The expected answer comprises all lines from the entries that contain the string "positive".

== Segment start ==

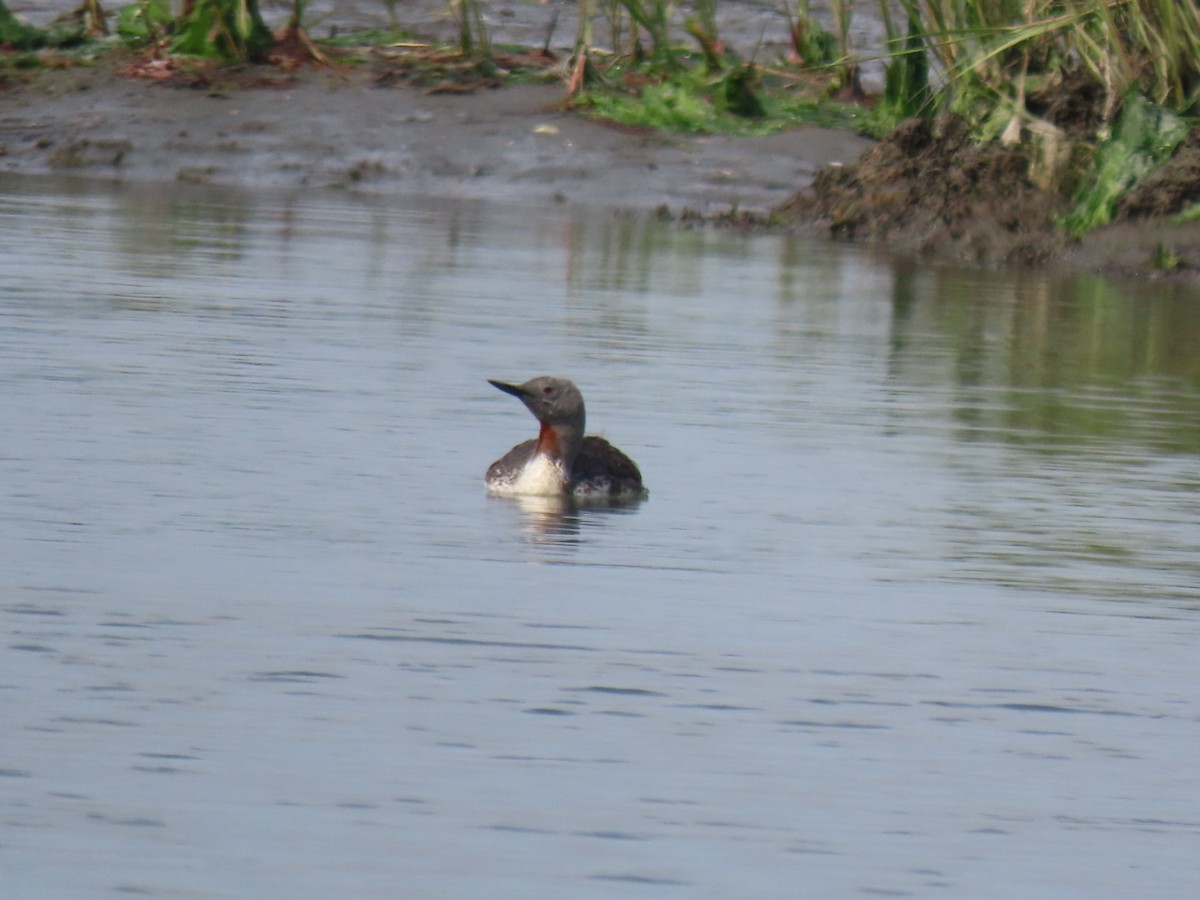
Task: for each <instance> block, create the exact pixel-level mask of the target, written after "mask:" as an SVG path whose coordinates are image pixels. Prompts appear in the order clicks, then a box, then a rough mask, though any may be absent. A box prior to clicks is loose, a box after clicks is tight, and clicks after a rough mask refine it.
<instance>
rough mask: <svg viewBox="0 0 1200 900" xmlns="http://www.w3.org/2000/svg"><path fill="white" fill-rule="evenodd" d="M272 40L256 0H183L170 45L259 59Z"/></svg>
mask: <svg viewBox="0 0 1200 900" xmlns="http://www.w3.org/2000/svg"><path fill="white" fill-rule="evenodd" d="M274 40H275V38H274V37H272V36H271V31H270V29H268V28H266V24H265V23H264V22H263V16H262V13H260V12H259V8H258V0H185V1H184V10H182V12H181V13H180V16H179V18H178V19H176V22H175V26H174V37H173V40H172V43H170V49H172V50H174V52H175V53H186V54H190V55H193V56H211V58H216V59H223V60H229V61H247V62H262V61H264V60H265V59H266V54H268V50H270V48H271V44H272V43H274Z"/></svg>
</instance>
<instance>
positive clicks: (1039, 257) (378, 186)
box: [0, 0, 1200, 283]
mask: <svg viewBox="0 0 1200 900" xmlns="http://www.w3.org/2000/svg"><path fill="white" fill-rule="evenodd" d="M562 6H563V4H560V2H556V0H551V2H547V4H522V5H515V6H512V7H504V8H503V10H499V12H498V13H497V16H496V19H494V22H493V23H492V26H493V28H494V29H496V35H494V40H496V42H497V46H499V43H500V42H502V41H511V42H514V44H517V46H520V47H524V48H538V47H539V46H541V44H545V46H546V47H548V48H550V55H548V58H546V59H544V60H542V62H541V65H542V70H544V71H542V76H544V77H542V78H541V79H534V82H533V83H523V84H511V83H508V84H504V85H503V86H500V85H499V82H497V80H494V79H488V78H473V77H463V78H456V79H442V80H438V79H434V80H432V82H427V80H422V76H421V71H420V70H414V68H412V67H406V65H404V62H403V61H402V60H401V59H400V58H397V56H396V55H390V56H388V55H379V56H377V58H374V59H372V60H370V61H367V62H362V61H361V60H360V61H356V62H354V64H348V62H340V61H338V60H337V59H336V58H334V59H331V60H330V65H324V66H313V65H300V66H283V67H281V66H257V67H232V68H216V67H214V68H208V70H205V68H203V67H202V68H196V67H194V66H193V67H188V68H178V70H174V68H173V67H172V65H173V64H172V62H170V61H169V60H154V61H149V62H148V61H146V60H145V59H142V60H138V59H137V58H132V59H131V58H125V59H113V60H107V61H101V62H96V64H92V65H89V66H80V65H64V66H62V67H61V68H53V67H52V68H49V70H42V71H37V72H23V71H17V70H13V68H7V70H6V73H5V74H4V76H2V77H0V173H11V174H16V175H26V176H31V175H59V176H61V175H72V176H80V178H91V179H97V178H98V179H106V180H114V181H142V182H154V181H178V180H182V181H197V182H209V184H214V185H223V186H233V187H245V188H258V187H265V188H292V190H328V188H336V190H346V191H358V192H368V193H379V194H406V193H408V194H421V196H436V197H451V198H472V199H491V200H499V202H511V203H533V204H540V203H556V204H562V203H568V204H570V203H575V204H581V205H588V206H600V208H607V209H623V210H632V211H636V212H652V211H662V210H668V211H670V212H671V214H672V215H679V216H683V217H685V218H689V220H694V221H695V220H701V221H722V222H730V221H733V222H737V223H739V224H746V223H758V222H763V221H767V220H768V218H769V220H772V221H774V222H779V221H782V222H786V223H787V227H791V228H794V229H798V230H804V232H806V233H814V234H822V235H832V236H834V238H842V239H851V240H866V241H875V242H878V244H881V245H884V246H887V247H888V248H890V250H894V251H896V252H899V253H905V254H914V256H919V257H923V258H931V259H943V260H954V262H956V263H968V264H985V265H1009V266H1012V265H1015V266H1028V265H1046V264H1055V265H1064V266H1069V268H1075V269H1086V270H1092V271H1105V272H1111V274H1118V275H1133V276H1139V277H1141V276H1151V277H1170V278H1174V280H1180V281H1194V282H1198V283H1200V238H1198V234H1200V227H1193V226H1190V224H1175V223H1172V222H1171V220H1170V216H1172V215H1175V214H1176V212H1178V211H1180V210H1181V209H1183V208H1186V206H1187V205H1189V204H1190V203H1194V202H1195V200H1196V199H1198V197H1200V186H1198V185H1200V179H1198V174H1200V138H1195V137H1194V138H1193V139H1190V140H1189V142H1187V143H1186V144H1184V145H1183V146H1182V148H1181V150H1180V151H1178V154H1177V155H1176V158H1175V160H1174V161H1172V162H1171V163H1169V164H1168V166H1166V167H1165V168H1164V169H1163V170H1160V172H1159V173H1158V174H1156V175H1154V176H1152V178H1151V179H1150V180H1147V182H1146V184H1144V185H1142V186H1141V188H1139V190H1138V191H1135V192H1134V193H1133V194H1130V196H1129V197H1128V198H1127V199H1126V202H1124V203H1123V204H1122V206H1121V209H1120V210H1118V211H1117V216H1116V221H1115V222H1114V224H1111V226H1110V227H1108V228H1104V229H1099V230H1098V232H1096V233H1093V234H1091V235H1088V236H1087V238H1086V239H1084V240H1081V241H1074V240H1070V239H1068V238H1067V236H1066V234H1064V233H1063V232H1062V229H1061V228H1058V227H1057V224H1056V218H1057V216H1060V215H1061V214H1062V212H1063V211H1064V203H1063V200H1062V199H1061V198H1060V197H1057V196H1054V194H1050V193H1048V192H1045V191H1043V190H1040V188H1039V187H1037V186H1036V185H1033V184H1032V182H1031V181H1030V179H1028V176H1027V172H1028V161H1027V160H1026V158H1025V157H1024V156H1022V155H1021V152H1020V151H1019V150H1015V149H1009V148H1002V146H1000V145H996V144H994V145H977V144H974V143H972V142H971V140H970V138H968V136H967V134H966V132H965V130H964V128H961V126H959V125H956V124H955V122H954V120H952V119H943V120H938V121H935V122H910V124H906V125H905V126H902V127H901V128H900V130H898V131H896V132H895V133H894V134H893V136H892V137H890V138H889V139H887V140H884V142H881V143H878V144H876V143H874V142H871V140H869V139H866V138H864V137H862V136H858V134H853V133H850V132H846V131H836V130H828V128H821V127H816V126H812V127H800V128H792V130H788V131H784V132H780V133H776V134H773V136H769V137H756V138H748V137H732V136H703V134H667V133H661V132H655V131H652V130H643V128H629V127H617V126H613V125H611V124H605V122H599V121H593V120H587V119H583V118H582V116H580V115H577V114H574V113H571V112H569V110H566V109H564V104H563V101H564V97H565V86H564V85H565V64H563V62H562V60H563V48H562V47H560V46H558V44H560V43H562V42H563V41H564V40H566V38H569V37H570V36H571V32H572V29H571V28H564V26H562V25H556V24H554V23H556V19H554V14H556V11H557V12H559V13H562V10H559V8H558V7H562ZM314 8H316V10H317V12H319V13H322V16H324V18H322V19H320V22H322V25H320V29H322V30H320V34H325V32H326V31H328V32H334V31H336V30H337V29H338V28H344V29H347V30H349V29H353V28H365V26H378V25H380V24H382V23H380V20H379V16H380V12H379V10H378V8H377V7H374V6H372V7H361V8H360V7H359V6H356V5H354V4H334V5H332V7H331V8H330V10H328V11H326V10H322V8H318V7H314ZM724 8H725V10H727V11H730V17H728V20H727V22H726V23H725V25H724V28H725V31H722V34H727V35H728V36H730V40H731V42H732V43H733V44H734V46H742V47H754V48H755V53H758V54H763V53H766V54H775V55H778V54H779V53H780V52H781V46H782V44H781V41H782V36H784V35H786V31H785V30H784V29H786V19H785V18H784V17H782V13H781V12H780V11H779V10H776V8H773V7H770V6H769V5H763V4H758V2H755V0H738V1H737V2H731V4H730V5H726V6H725V7H724ZM400 12H401V14H402V16H408V17H410V19H412V20H406V22H403V23H402V24H403V25H406V26H410V29H412V30H413V31H414V32H416V34H419V35H421V36H422V37H426V38H428V40H449V38H450V37H451V36H452V35H451V32H450V29H452V22H451V20H450V19H448V18H446V16H445V12H444V7H442V6H438V7H437V8H434V7H433V6H431V5H428V4H424V5H422V4H415V5H413V6H410V7H400ZM413 17H415V18H413ZM34 18H35V19H36V17H34ZM313 34H318V30H317V29H314V30H313ZM877 37H878V36H877V35H872V34H869V32H868V34H863V35H859V36H858V41H859V43H860V44H862V43H868V42H870V41H871V40H877ZM556 48H557V50H556ZM505 52H512V53H518V52H517V50H505ZM522 53H527V52H522ZM523 61H524V62H526V64H529V62H530V60H529V59H526V60H523ZM1069 88H1070V89H1069V90H1064V91H1061V92H1058V94H1056V95H1052V96H1049V95H1048V96H1045V97H1031V98H1030V103H1031V109H1032V108H1034V107H1037V109H1036V112H1038V114H1039V115H1042V116H1043V118H1045V119H1046V120H1048V121H1052V122H1055V124H1056V125H1057V126H1058V127H1061V128H1063V130H1064V131H1067V132H1073V131H1080V130H1086V128H1090V127H1094V122H1093V121H1092V119H1094V115H1096V108H1097V104H1096V102H1094V98H1090V97H1088V95H1087V92H1086V89H1085V88H1084V86H1081V85H1070V86H1069Z"/></svg>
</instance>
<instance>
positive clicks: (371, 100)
mask: <svg viewBox="0 0 1200 900" xmlns="http://www.w3.org/2000/svg"><path fill="white" fill-rule="evenodd" d="M562 100H563V88H562V85H560V84H557V83H552V84H524V85H510V86H504V88H500V89H488V88H480V89H476V90H474V91H470V92H467V94H446V92H427V91H422V90H418V89H412V88H385V86H378V84H377V83H376V78H374V76H373V74H372V72H371V71H370V70H367V68H360V67H335V68H331V70H322V68H304V70H299V71H295V72H278V71H275V70H270V68H262V67H259V68H238V70H228V71H216V72H212V73H210V74H208V76H206V77H204V78H202V79H196V80H192V82H178V80H176V82H170V83H157V82H155V80H152V79H148V78H127V77H121V76H119V74H115V73H114V66H113V65H107V64H106V65H100V66H94V67H88V68H83V67H72V68H64V70H59V71H43V72H38V73H36V74H34V76H29V77H10V78H8V79H7V82H6V83H5V84H4V85H2V88H0V172H7V173H13V174H25V175H35V174H58V175H62V174H72V175H79V176H86V178H98V179H106V180H114V181H174V180H187V181H203V182H210V184H216V185H229V186H240V187H247V188H251V187H271V188H289V187H290V188H307V190H319V188H331V187H332V188H342V190H349V191H364V192H373V193H395V194H401V193H413V194H434V196H445V197H462V198H484V199H496V200H511V199H521V200H528V202H557V203H580V204H590V205H604V206H608V208H624V209H634V210H643V211H648V210H653V209H655V208H658V206H660V205H666V206H668V208H670V209H672V210H682V209H684V208H688V209H692V210H696V211H700V212H704V214H714V212H722V211H727V210H731V209H738V210H752V211H767V210H770V209H773V208H774V206H776V205H779V204H780V203H782V202H784V200H785V199H787V197H788V196H790V194H791V193H792V192H794V191H796V190H797V187H799V186H803V185H805V184H808V182H809V181H811V179H812V176H814V175H815V173H816V172H817V170H818V169H820V168H821V167H823V166H827V164H829V163H839V162H851V161H853V160H854V158H857V157H858V156H859V155H860V154H862V152H863V151H864V150H865V149H866V148H868V146H869V145H870V142H868V140H865V139H863V138H860V137H857V136H853V134H848V133H844V132H839V131H830V130H826V128H818V127H809V128H798V130H793V131H787V132H782V133H778V134H773V136H769V137H764V138H736V137H728V136H680V134H662V133H658V132H653V131H649V130H631V128H618V127H612V126H606V125H604V124H599V122H595V121H589V120H586V119H582V118H580V116H578V115H574V114H570V113H566V112H563V110H562V109H560V108H559V107H560V102H562Z"/></svg>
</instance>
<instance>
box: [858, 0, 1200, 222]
mask: <svg viewBox="0 0 1200 900" xmlns="http://www.w3.org/2000/svg"><path fill="white" fill-rule="evenodd" d="M896 5H898V6H899V10H900V13H901V16H900V19H899V22H898V20H896V19H894V18H893V16H892V12H890V10H892V6H890V4H889V2H888V0H880V11H881V14H882V17H883V22H884V26H886V30H887V35H888V53H887V56H886V62H884V68H886V91H884V96H883V98H882V100H881V102H880V103H878V104H876V107H875V109H874V110H872V119H874V124H875V128H872V131H875V133H887V132H889V131H890V128H893V127H894V126H895V125H896V124H898V122H899V121H900V120H901V119H902V118H905V116H908V115H934V114H936V113H940V112H953V113H955V114H958V115H961V116H962V118H964V119H965V120H966V121H967V122H968V125H970V126H971V127H972V128H973V131H974V133H976V134H977V136H978V137H979V139H982V140H991V139H997V140H1001V142H1002V143H1004V144H1012V145H1018V144H1019V145H1021V146H1024V148H1026V150H1027V154H1028V156H1030V160H1031V168H1030V176H1031V180H1033V181H1034V182H1036V184H1038V185H1040V186H1042V187H1044V188H1048V190H1051V191H1055V192H1057V193H1060V194H1067V196H1074V198H1075V204H1076V205H1075V209H1074V210H1073V211H1072V212H1070V214H1069V215H1068V216H1067V218H1066V221H1064V224H1066V226H1067V228H1068V229H1069V230H1070V232H1073V233H1076V234H1078V233H1081V232H1084V230H1087V229H1090V228H1093V227H1096V226H1099V224H1103V223H1104V222H1106V221H1108V218H1109V216H1110V215H1111V210H1112V209H1114V208H1115V204H1116V202H1117V199H1118V198H1120V197H1121V196H1122V194H1123V193H1124V192H1126V191H1128V188H1129V187H1130V186H1132V185H1133V184H1135V181H1136V180H1138V179H1139V178H1141V176H1142V175H1144V174H1146V173H1147V172H1150V170H1151V169H1152V168H1153V167H1154V166H1156V164H1157V163H1158V162H1160V161H1162V160H1163V158H1165V156H1168V155H1169V154H1170V152H1171V151H1172V150H1174V148H1175V145H1176V144H1177V143H1178V139H1180V138H1181V137H1182V134H1183V133H1184V132H1186V127H1184V126H1183V124H1182V122H1181V121H1180V120H1178V119H1177V118H1176V116H1188V115H1194V114H1195V113H1196V112H1198V101H1200V5H1198V4H1196V2H1195V1H1194V0H1183V1H1181V0H896ZM931 76H932V77H931ZM1072 82H1074V83H1076V84H1078V83H1080V82H1086V83H1090V84H1091V85H1092V86H1093V89H1094V90H1093V94H1094V95H1098V97H1099V100H1098V102H1097V103H1096V104H1094V108H1093V109H1091V110H1087V113H1088V114H1091V115H1092V116H1093V118H1094V119H1096V121H1094V122H1092V124H1091V125H1090V127H1091V131H1087V130H1086V128H1085V130H1084V133H1080V128H1079V127H1074V130H1072V131H1068V130H1067V127H1066V126H1063V125H1060V124H1055V122H1054V121H1050V120H1049V119H1048V118H1046V113H1045V112H1043V108H1044V107H1045V103H1044V102H1043V103H1040V104H1039V106H1033V107H1031V104H1030V100H1031V97H1038V96H1046V95H1050V94H1052V92H1054V91H1055V90H1056V89H1058V90H1060V92H1061V89H1062V88H1063V85H1069V84H1070V83H1072Z"/></svg>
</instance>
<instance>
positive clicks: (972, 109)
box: [0, 0, 1200, 234]
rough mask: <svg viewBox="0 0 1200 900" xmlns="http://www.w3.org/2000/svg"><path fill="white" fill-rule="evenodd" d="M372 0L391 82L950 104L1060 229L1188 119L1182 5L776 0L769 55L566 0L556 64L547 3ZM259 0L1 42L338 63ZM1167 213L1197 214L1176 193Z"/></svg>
mask: <svg viewBox="0 0 1200 900" xmlns="http://www.w3.org/2000/svg"><path fill="white" fill-rule="evenodd" d="M380 2H382V4H384V5H385V6H386V10H388V14H389V20H390V22H391V25H392V30H391V31H389V32H384V34H383V35H378V34H377V35H376V36H374V37H371V36H367V35H362V36H361V37H360V41H362V42H370V41H372V40H384V41H386V42H390V49H389V54H390V55H389V58H388V59H389V60H390V61H391V62H394V64H395V65H394V68H392V73H396V72H401V74H396V76H395V79H396V80H398V82H402V83H404V84H420V85H425V86H431V83H436V82H437V80H438V79H454V78H455V77H458V78H460V79H461V82H463V83H464V85H466V86H467V88H469V86H472V85H478V84H479V83H480V79H485V78H486V79H488V83H496V82H497V80H499V79H503V78H508V77H512V73H514V72H518V71H538V72H547V71H551V72H553V73H554V76H556V77H559V78H562V79H563V82H564V84H565V97H564V102H565V103H568V104H569V106H570V107H571V108H575V109H577V110H580V112H581V113H583V114H587V115H593V116H596V118H602V119H606V120H611V121H614V122H618V124H623V125H629V126H638V127H655V128H668V130H678V131H689V132H730V133H745V134H761V133H766V132H769V131H773V130H778V128H781V127H786V126H787V125H791V124H794V122H799V121H809V122H814V121H815V122H818V124H824V125H839V126H844V127H853V128H856V130H859V131H863V132H866V133H870V134H872V136H875V137H881V138H882V137H886V136H889V134H896V133H910V134H911V133H914V132H911V130H910V131H908V132H900V131H898V128H899V127H900V126H901V124H902V122H905V121H906V120H911V119H918V120H924V121H926V122H935V121H940V120H943V119H946V118H947V116H952V118H954V119H955V120H956V121H958V122H960V124H959V125H955V126H954V127H953V128H950V131H952V132H953V133H954V134H955V136H956V138H955V142H956V145H961V146H964V148H967V146H968V145H971V146H980V145H995V146H997V148H1003V149H1004V150H1006V154H1007V156H1006V162H1004V164H1003V167H1002V168H1003V170H1004V172H1012V170H1015V169H1014V167H1013V164H1012V161H1013V160H1014V158H1019V160H1020V161H1022V162H1021V166H1020V167H1016V168H1019V169H1020V168H1022V167H1024V168H1022V170H1024V175H1022V178H1025V179H1026V180H1027V181H1028V184H1030V185H1033V186H1034V187H1037V188H1038V190H1042V191H1044V192H1046V193H1049V194H1052V196H1055V197H1057V198H1061V199H1063V200H1064V202H1069V204H1068V205H1069V211H1067V212H1066V214H1064V215H1062V216H1061V218H1060V222H1061V224H1062V227H1064V228H1067V229H1068V230H1069V232H1070V233H1074V234H1079V233H1082V232H1086V230H1088V229H1091V228H1094V227H1097V226H1099V224H1103V223H1104V222H1106V221H1109V218H1110V217H1111V216H1112V215H1114V211H1115V210H1116V209H1117V205H1118V203H1120V202H1121V198H1122V197H1124V196H1127V193H1128V192H1129V190H1130V188H1132V187H1133V185H1134V184H1135V182H1136V181H1138V180H1139V179H1141V178H1142V176H1144V175H1145V174H1146V173H1150V172H1152V170H1154V168H1156V167H1157V166H1159V164H1160V163H1162V161H1163V160H1165V158H1168V157H1169V156H1170V155H1171V154H1172V152H1174V151H1175V149H1176V146H1178V145H1180V144H1181V142H1183V139H1184V137H1186V136H1187V133H1188V131H1189V128H1190V122H1192V121H1193V119H1194V118H1195V116H1196V114H1198V113H1200V109H1198V98H1200V5H1198V4H1196V2H1194V0H1187V1H1186V2H1181V1H1180V0H857V2H856V1H854V0H826V1H824V4H823V5H822V7H821V10H820V16H818V14H817V11H815V10H814V8H812V6H811V4H810V0H779V10H780V13H781V16H784V17H786V25H787V49H786V52H785V53H782V54H780V53H776V54H775V58H774V59H766V58H764V56H766V55H767V54H764V53H761V48H757V47H737V48H734V47H731V46H728V44H727V43H726V42H725V40H724V38H722V35H721V32H720V28H721V20H722V19H721V12H722V10H721V8H720V6H719V0H691V2H688V4H682V5H677V4H676V2H672V1H671V0H577V13H578V14H577V20H576V25H575V35H574V40H572V50H571V53H570V56H569V59H564V60H559V59H557V58H556V55H554V53H553V52H552V50H551V38H552V34H553V29H554V25H556V24H557V17H556V18H554V19H553V22H552V24H551V26H550V30H548V31H547V35H546V41H545V44H544V46H542V47H541V48H540V49H530V48H523V49H521V50H518V52H517V50H511V49H503V48H497V47H494V46H493V42H492V40H491V35H490V31H488V17H490V16H491V14H493V13H494V10H493V8H492V7H490V6H486V5H485V4H484V0H450V2H449V5H448V11H449V14H451V16H452V17H454V20H455V23H456V29H455V34H456V42H455V46H452V47H443V48H434V47H432V46H431V44H428V43H419V42H402V41H398V40H397V37H398V35H397V31H398V26H397V22H396V4H395V0H380ZM258 4H259V0H174V1H173V0H133V2H130V4H126V5H121V6H119V7H116V10H115V12H114V13H113V14H110V16H109V14H108V13H106V11H104V10H103V8H102V7H101V0H82V6H80V7H79V10H78V11H77V12H76V13H74V14H73V17H71V18H70V22H68V24H67V25H66V26H54V28H52V29H46V30H41V29H34V28H31V26H29V25H26V24H24V23H22V22H19V20H17V19H16V18H14V17H13V16H12V13H11V12H10V11H8V10H7V7H6V6H5V5H4V0H0V44H2V47H4V48H7V49H8V50H11V52H14V53H16V52H22V53H24V54H26V56H22V59H28V54H30V53H31V52H36V50H38V48H43V47H64V46H67V44H70V43H72V42H76V43H78V42H84V41H88V40H97V38H98V40H104V41H107V42H108V43H109V44H114V43H118V44H120V46H124V47H128V48H132V49H134V50H136V52H137V50H138V48H140V52H142V53H144V54H146V56H145V58H146V59H152V60H154V61H155V62H156V64H157V62H160V61H161V60H162V58H163V56H167V55H172V56H178V58H185V59H186V58H197V56H198V58H208V59H215V60H221V61H228V62H234V61H236V62H268V61H271V62H276V64H277V65H287V66H295V65H301V64H305V62H318V64H323V62H325V61H328V58H326V54H334V55H336V58H338V59H342V60H348V59H354V58H353V54H352V53H350V52H349V50H348V49H347V46H348V44H353V42H354V40H355V38H354V37H350V38H348V37H347V36H344V35H343V36H340V37H335V36H332V35H331V36H330V38H329V40H326V41H317V42H314V41H313V40H311V38H310V37H308V35H307V31H306V30H305V28H304V13H305V8H304V0H293V6H292V14H290V17H289V19H288V23H287V26H286V28H284V29H282V30H281V31H280V32H278V34H275V35H272V32H271V31H270V29H269V28H268V26H266V24H265V23H264V20H263V17H262V13H260V10H259V5H258ZM863 14H872V16H876V17H877V20H881V22H882V24H883V28H884V32H886V36H887V40H886V46H884V47H882V48H862V47H854V46H852V35H853V34H856V31H854V28H853V25H854V16H863ZM109 19H110V20H112V23H113V26H114V30H115V35H113V36H106V35H108V22H109ZM322 48H324V49H322ZM360 59H361V56H360ZM397 60H401V61H397ZM13 65H16V62H14V64H13ZM418 70H420V71H418ZM866 70H870V71H871V72H872V76H874V82H872V90H871V91H868V90H864V88H863V84H864V80H865V79H864V74H863V73H864V71H866ZM421 72H424V74H422V73H421ZM456 72H457V73H458V74H457V76H456V74H455V73H456ZM133 73H140V72H133ZM433 86H436V84H434V85H433ZM943 131H946V126H944V125H943V126H937V127H932V128H931V130H926V131H925V132H922V133H928V134H932V136H935V137H936V134H938V133H941V132H943ZM964 133H965V134H967V136H970V140H968V142H966V143H962V142H961V140H960V138H961V136H962V134H964ZM1014 154H1015V155H1016V156H1014ZM1196 199H1200V198H1196ZM1171 211H1172V212H1182V214H1183V215H1186V216H1192V217H1195V216H1196V215H1198V214H1196V210H1195V209H1194V208H1192V206H1190V205H1189V206H1187V208H1186V209H1174V210H1171Z"/></svg>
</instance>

== Segment end ==

> [Result of this exercise]:
positive clicks: (1039, 257) (378, 186)
positive clicks: (371, 100)
positive clicks: (972, 109)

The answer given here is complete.